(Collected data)
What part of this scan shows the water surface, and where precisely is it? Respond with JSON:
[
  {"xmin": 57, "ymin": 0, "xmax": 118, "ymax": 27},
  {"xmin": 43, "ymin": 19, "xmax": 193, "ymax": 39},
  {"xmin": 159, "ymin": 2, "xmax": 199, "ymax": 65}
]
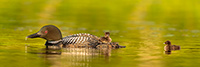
[{"xmin": 0, "ymin": 0, "xmax": 200, "ymax": 67}]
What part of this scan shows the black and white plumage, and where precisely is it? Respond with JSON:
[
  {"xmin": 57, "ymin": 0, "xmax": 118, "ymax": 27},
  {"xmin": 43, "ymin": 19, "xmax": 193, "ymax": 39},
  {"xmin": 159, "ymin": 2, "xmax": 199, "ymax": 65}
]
[
  {"xmin": 27, "ymin": 25, "xmax": 126, "ymax": 49},
  {"xmin": 62, "ymin": 33, "xmax": 99, "ymax": 46}
]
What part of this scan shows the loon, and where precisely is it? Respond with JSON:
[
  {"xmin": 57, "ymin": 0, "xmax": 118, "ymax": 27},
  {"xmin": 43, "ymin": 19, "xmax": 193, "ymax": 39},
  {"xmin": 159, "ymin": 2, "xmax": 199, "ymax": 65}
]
[
  {"xmin": 164, "ymin": 41, "xmax": 180, "ymax": 52},
  {"xmin": 27, "ymin": 25, "xmax": 124, "ymax": 49},
  {"xmin": 99, "ymin": 32, "xmax": 112, "ymax": 43}
]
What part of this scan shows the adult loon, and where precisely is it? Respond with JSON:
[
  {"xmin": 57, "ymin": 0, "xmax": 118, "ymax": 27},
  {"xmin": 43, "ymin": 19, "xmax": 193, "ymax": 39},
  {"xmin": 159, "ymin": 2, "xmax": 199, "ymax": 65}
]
[{"xmin": 27, "ymin": 25, "xmax": 124, "ymax": 49}]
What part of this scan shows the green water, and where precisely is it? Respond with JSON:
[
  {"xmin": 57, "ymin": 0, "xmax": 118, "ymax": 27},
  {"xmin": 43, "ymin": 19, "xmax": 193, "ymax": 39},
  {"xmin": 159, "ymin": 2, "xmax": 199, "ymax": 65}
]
[{"xmin": 0, "ymin": 0, "xmax": 200, "ymax": 67}]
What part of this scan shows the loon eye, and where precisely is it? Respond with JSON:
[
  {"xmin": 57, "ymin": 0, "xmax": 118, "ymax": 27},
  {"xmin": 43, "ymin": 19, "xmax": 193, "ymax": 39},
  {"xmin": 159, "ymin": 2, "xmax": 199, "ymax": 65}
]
[{"xmin": 44, "ymin": 30, "xmax": 48, "ymax": 34}]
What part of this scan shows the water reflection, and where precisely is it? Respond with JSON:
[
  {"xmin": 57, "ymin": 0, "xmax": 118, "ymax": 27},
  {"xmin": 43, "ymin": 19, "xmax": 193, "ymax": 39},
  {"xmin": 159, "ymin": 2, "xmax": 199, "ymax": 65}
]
[
  {"xmin": 28, "ymin": 48, "xmax": 112, "ymax": 67},
  {"xmin": 164, "ymin": 40, "xmax": 180, "ymax": 55}
]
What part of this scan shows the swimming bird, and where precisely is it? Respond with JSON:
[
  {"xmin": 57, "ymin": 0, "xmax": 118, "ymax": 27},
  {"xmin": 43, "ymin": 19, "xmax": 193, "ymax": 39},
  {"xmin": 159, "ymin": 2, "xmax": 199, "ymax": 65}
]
[
  {"xmin": 99, "ymin": 32, "xmax": 112, "ymax": 43},
  {"xmin": 27, "ymin": 25, "xmax": 99, "ymax": 49},
  {"xmin": 164, "ymin": 41, "xmax": 180, "ymax": 52}
]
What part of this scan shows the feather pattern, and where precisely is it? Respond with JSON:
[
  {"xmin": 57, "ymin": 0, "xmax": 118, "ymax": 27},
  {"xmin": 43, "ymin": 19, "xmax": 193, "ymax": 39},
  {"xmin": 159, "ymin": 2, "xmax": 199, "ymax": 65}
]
[{"xmin": 62, "ymin": 33, "xmax": 99, "ymax": 45}]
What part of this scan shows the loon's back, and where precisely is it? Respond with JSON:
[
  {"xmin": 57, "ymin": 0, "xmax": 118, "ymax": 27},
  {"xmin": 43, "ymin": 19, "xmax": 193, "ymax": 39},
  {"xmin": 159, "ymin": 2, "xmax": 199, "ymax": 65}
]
[{"xmin": 62, "ymin": 33, "xmax": 99, "ymax": 47}]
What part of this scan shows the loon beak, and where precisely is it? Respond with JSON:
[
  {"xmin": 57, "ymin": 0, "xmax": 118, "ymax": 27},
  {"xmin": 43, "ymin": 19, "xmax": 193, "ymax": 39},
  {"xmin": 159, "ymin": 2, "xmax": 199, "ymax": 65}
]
[{"xmin": 27, "ymin": 33, "xmax": 41, "ymax": 38}]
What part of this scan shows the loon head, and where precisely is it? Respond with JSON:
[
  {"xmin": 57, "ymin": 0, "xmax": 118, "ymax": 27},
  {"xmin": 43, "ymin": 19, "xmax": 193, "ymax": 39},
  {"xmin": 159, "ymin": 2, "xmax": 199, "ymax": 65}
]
[
  {"xmin": 164, "ymin": 40, "xmax": 171, "ymax": 45},
  {"xmin": 27, "ymin": 25, "xmax": 62, "ymax": 41}
]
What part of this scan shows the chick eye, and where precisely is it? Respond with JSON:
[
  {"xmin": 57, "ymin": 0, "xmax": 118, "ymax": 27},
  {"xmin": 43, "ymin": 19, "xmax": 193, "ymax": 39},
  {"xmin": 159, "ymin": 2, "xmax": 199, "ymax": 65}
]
[{"xmin": 44, "ymin": 30, "xmax": 48, "ymax": 33}]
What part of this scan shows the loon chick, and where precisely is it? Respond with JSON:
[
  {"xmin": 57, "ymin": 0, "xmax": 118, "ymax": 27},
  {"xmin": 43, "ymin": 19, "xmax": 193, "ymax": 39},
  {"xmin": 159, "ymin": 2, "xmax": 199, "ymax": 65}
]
[
  {"xmin": 99, "ymin": 32, "xmax": 112, "ymax": 43},
  {"xmin": 164, "ymin": 41, "xmax": 180, "ymax": 52},
  {"xmin": 27, "ymin": 25, "xmax": 99, "ymax": 49}
]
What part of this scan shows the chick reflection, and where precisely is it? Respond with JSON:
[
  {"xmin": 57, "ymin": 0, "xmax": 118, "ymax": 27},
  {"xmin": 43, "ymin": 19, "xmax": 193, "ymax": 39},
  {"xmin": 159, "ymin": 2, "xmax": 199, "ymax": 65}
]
[{"xmin": 164, "ymin": 41, "xmax": 180, "ymax": 54}]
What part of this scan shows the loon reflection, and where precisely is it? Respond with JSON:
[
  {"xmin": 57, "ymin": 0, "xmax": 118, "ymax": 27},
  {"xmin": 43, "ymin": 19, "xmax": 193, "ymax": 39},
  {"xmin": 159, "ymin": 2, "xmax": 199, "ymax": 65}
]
[{"xmin": 164, "ymin": 40, "xmax": 181, "ymax": 54}]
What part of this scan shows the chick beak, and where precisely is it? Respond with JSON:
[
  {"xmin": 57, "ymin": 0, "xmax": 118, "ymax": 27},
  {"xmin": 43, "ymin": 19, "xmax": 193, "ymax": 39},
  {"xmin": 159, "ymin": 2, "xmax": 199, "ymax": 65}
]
[{"xmin": 26, "ymin": 33, "xmax": 41, "ymax": 38}]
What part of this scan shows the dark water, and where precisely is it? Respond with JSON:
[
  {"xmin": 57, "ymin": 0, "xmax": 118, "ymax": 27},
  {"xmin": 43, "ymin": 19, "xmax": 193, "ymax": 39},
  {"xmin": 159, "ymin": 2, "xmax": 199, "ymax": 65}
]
[{"xmin": 0, "ymin": 0, "xmax": 200, "ymax": 67}]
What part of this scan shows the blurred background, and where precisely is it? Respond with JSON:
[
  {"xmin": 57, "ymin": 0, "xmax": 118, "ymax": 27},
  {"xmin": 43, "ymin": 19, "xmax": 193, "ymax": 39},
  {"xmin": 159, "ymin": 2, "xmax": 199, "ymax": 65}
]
[{"xmin": 0, "ymin": 0, "xmax": 200, "ymax": 67}]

EXERCISE DIRECTIONS>
Report every line in the material above that contains the word "chick".

TASK ANSWER>
What part of this scan shows the chick eye, and where precisely is it? Respond with JSON:
What part of this scan shows the loon chick, and where precisely is it? Respond with JSON:
What part of this scan shows the chick reflection, and where precisely is it? Respond with JSON:
What part of this scan shows the chick beak, and where precisely is it? Respond with JSON:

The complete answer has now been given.